> _Document passage_:
---*---

C minus minus? No, C monad monad.

Fri Oct 28 00:46:39 EDT 2005

I have this new thing where I try to write down my ideas before I lose
them. so far I think it is going well. this is also available at
http://repetae.net/john/repos/jhc/docs/c-minus-monad.txt
====

Sorry if this is a bit raw or wrong, it is an idea congealing as it is being
written (asynchronously, of course). feel free to skip to the bullet points at
the end for the short version as it is rather long.

I have recently been thinking about writing a c-- backend for jhc, printing out
and reading the various c-- papers in preparation. As I expected, the
translation would be quite simple and straightforward, but I found the section
on continuations and cut to particulary inspiring. Adding them to Grin
(graph-reduction-intermediate-form, the last form of jhc programs before code
generation) would give me exactly the features I have been missing and having
to do in an ad-hoc manner in the code generator or do without, exceptions, join
points, loops. I formulated how to add them to Grin, verified it still followed
the monad laws and think I might have come up with something that is not only
practically useful to me now, but has implications for c-- optimizers and
implementations in general which is what this message is about.

---*---

> _Raw data_:
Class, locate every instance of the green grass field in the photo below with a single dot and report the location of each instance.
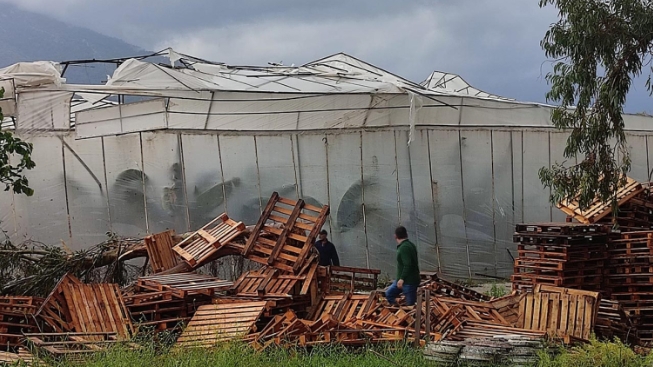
(594, 354)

---*---

> _What this task involves_: Say whether each statement agrees with the post above on a c-- backend for jhc: (a) the author found the section on continuations and cut inspiring; (b) Grin is the first form jhc programs take after parsing; (c) the author expected the translation to c-- to be hard. Answer yes or no for each, quoting the words of the post that decide it.

> _The completed task_:
(a) Yes: "I found the section on continuations and cut to particulary inspiring"
(b) No: "the last form of jhc programs before code generation"
(c) No: "As I expected, the translation would be quite simple and straightforward"